++++ Exercise materials

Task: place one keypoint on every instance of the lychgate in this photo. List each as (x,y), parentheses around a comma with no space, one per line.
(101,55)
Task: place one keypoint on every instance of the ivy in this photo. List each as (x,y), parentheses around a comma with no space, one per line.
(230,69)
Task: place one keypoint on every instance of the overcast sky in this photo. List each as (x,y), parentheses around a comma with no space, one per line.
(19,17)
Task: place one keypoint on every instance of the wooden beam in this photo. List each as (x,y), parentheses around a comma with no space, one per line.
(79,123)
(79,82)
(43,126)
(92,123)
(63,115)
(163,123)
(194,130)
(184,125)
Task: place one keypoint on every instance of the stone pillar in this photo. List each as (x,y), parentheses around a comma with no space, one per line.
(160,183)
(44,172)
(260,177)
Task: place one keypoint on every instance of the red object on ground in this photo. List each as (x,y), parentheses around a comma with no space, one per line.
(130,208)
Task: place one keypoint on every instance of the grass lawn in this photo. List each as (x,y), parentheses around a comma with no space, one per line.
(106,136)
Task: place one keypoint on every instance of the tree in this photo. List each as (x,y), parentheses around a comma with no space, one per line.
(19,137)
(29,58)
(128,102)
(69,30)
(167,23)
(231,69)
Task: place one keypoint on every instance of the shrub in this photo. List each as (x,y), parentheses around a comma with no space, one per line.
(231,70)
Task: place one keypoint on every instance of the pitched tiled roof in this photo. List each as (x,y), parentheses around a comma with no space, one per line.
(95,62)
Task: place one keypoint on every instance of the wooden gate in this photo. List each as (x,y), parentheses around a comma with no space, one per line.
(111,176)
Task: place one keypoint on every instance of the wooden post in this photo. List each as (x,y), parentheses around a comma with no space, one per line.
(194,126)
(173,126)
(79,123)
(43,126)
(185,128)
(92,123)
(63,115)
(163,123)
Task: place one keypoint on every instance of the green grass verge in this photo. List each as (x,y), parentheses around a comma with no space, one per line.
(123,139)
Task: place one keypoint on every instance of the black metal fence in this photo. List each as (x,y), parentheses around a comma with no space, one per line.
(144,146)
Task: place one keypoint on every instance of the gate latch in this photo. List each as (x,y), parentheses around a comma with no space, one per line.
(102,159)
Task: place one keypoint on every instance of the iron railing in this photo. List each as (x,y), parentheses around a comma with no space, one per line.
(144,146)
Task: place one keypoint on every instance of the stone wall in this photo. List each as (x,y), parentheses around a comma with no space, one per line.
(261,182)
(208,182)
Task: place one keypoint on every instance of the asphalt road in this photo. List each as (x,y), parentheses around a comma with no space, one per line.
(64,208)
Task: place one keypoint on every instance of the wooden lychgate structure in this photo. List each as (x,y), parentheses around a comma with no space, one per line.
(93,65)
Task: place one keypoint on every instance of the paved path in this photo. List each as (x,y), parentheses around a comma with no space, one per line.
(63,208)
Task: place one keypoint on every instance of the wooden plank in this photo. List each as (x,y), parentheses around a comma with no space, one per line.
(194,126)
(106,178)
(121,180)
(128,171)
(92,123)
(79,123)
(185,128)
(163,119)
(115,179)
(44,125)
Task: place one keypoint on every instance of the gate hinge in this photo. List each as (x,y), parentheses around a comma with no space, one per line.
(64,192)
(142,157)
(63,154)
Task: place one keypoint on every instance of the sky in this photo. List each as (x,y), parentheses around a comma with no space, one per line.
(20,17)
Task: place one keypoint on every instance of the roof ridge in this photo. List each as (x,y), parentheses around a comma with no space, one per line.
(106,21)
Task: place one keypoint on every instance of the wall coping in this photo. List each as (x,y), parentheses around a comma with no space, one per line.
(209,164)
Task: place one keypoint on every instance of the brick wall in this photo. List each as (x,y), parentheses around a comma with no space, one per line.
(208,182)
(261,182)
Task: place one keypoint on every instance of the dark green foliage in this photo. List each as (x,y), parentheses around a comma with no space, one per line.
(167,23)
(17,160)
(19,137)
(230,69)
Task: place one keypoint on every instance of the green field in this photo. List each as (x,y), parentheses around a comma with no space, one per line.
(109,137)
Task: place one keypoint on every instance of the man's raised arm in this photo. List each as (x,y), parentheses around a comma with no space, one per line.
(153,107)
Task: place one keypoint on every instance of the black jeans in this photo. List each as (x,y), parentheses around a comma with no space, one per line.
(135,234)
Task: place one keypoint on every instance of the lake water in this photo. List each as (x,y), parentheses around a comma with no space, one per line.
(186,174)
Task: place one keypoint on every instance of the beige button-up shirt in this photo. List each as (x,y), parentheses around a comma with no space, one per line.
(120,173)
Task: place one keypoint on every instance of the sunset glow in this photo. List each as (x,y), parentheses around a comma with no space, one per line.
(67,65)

++++++++

Exercise requirements:
Duplicate all the entries above, keeping every character and line break unchanged.

Answer to this exercise:
Task: place one keypoint on every instance of the lychgate in this photo. List each as (x,y), parentheses around a comma with no space, one per line.
(101,55)
Task: place one keypoint on every instance of the ivy in this photo. List each as (x,y), parentheses around a comma with no space, one per line.
(230,69)
Task: place one keypoint on every instance of the overcast sky in this photo. List each as (x,y), parentheses around a comma with no space, one per line.
(19,17)
Task: place one keypoint on every instance of the wooden beam in this photo. List each as (x,y), parentheses around a comma with no space, one per line.
(79,123)
(79,82)
(43,126)
(92,123)
(63,115)
(163,123)
(194,130)
(184,125)
Task: place one keypoint on every instance of the stone pillar in this photo. List each as (x,y), parentheses around a comma with no space, one per line.
(160,183)
(44,172)
(260,177)
Task: place one keypoint on every instance of the red object on ground in this photo. List each as (x,y), parentheses around a comma with no space, one per line.
(130,208)
Task: place one keypoint on every instance of the grass lawn in this photo. List each as (x,y), parentheses around a comma with no space, one per line.
(106,136)
Task: place one keypoint on every instance of the tree in this photo. List each as (x,y), parentheses around a comma with no space, one per line.
(19,137)
(29,58)
(128,102)
(69,30)
(167,23)
(231,69)
Task: place one keypoint on every instance of the shrub in this photo. List each as (x,y), parentheses around a comma with no space, one per line.
(231,70)
Task: place one keypoint on every instance of the pitched tiled roof in this photo. List each as (x,y), parentheses around a comma with no space, one per line.
(95,62)
Task: place one keypoint on every instance of the wooden gate in this photo. List each as (x,y), parentheses around a comma with no space, one per line.
(111,176)
Task: place one keypoint on every instance of the wooden post in this photo. List each as (x,y), parentheses around a comma with no space, one per line.
(194,126)
(173,126)
(79,123)
(43,126)
(185,128)
(92,123)
(63,115)
(163,123)
Task: place one keypoint on every instance of the green grass verge in this photo. List each as (x,y), parentheses around a comma with no space, one per line.
(123,139)
Task: place one keypoint on every instance of the black metal fence in this photo. List each as (x,y), parentheses around a comma with no space, one per line.
(144,146)
Task: place one keypoint on every instance of the gate latch in this photo. List each as (x,y), parentheses around a comma with no space, one per line.
(102,159)
Task: place one keypoint on every instance of the iron railing in this photo. List each as (x,y), parentheses around a comma with no space, one per line.
(144,146)
Task: place one keypoint on every instance of the stone wall in this photo. List each as (x,y), parentheses around a comma with no space, one per line.
(261,182)
(208,182)
Task: place one keypoint on every instance of the asphalt road in this photo. List each as (x,y), parentheses around a comma with no space, one per line.
(64,208)
Task: place one keypoint on every instance of the wooden lychgate structure in this photo. List each as (x,y), parentheses around a comma with no space, one per line.
(93,65)
Task: place one keypoint on every instance of the paved path in this photo. List each as (x,y), parentheses around a comma with no space, one per line.
(63,208)
Task: place one keypoint on every instance of the wooden plank in this photo. List each as (x,y), parentheses around a comma with no space, one per line.
(194,126)
(106,178)
(121,180)
(128,171)
(92,123)
(79,123)
(185,128)
(163,119)
(115,179)
(44,125)
Task: place one keypoint on every instance of the gate hinge in this photo. List each as (x,y), parentheses around a comma with no space, one per line.
(64,192)
(142,157)
(63,154)
Task: place one keypoint on every instance of the sky in this photo. List each as (x,y), parentheses around a comma with no space, one per line.
(20,17)
Task: place one keypoint on every instance of the roof ridge in this photo. List each as (x,y), parentheses around a comma with no space, one per line.
(106,21)
Task: place one keypoint on every instance of the wall coping in this photo. List each as (x,y), parentheses around a comma with no space, one per line.
(209,164)
Task: place one keypoint on every instance of the brick wall in this photo. List each as (x,y), parentheses around a comma with no space, one per line.
(208,182)
(261,182)
Task: place one keypoint on every instance of the dark green foliage in this photo. List each as (x,y), parentheses around a comma with no space, one per line.
(167,23)
(17,160)
(19,137)
(230,69)
Task: place one keypoint on every instance of the green field in this photo. List each as (x,y), parentheses around a comma with no space, one per line.
(109,137)
Task: place one keypoint on every instance of the man's raised arm in this photo. List each as (x,y), parentheses around a comma with no space, one per line.
(153,107)
Task: place one keypoint on every instance of the black jeans in this photo. List each as (x,y), parentheses around a comma with no space, one per line.
(135,234)
Task: place one keypoint on every instance of the lake water in this photo. List each as (x,y), parentheses around a comma with no space, one per line.
(186,174)
Task: place one keypoint on every instance of the beige button-up shirt in this photo. List each as (x,y), parentheses around a comma with no space, one per line.
(120,173)
Task: place one keypoint on every instance of the sunset glow in this photo. List each as (x,y), parentheses around a comma with no space, one per line.
(67,65)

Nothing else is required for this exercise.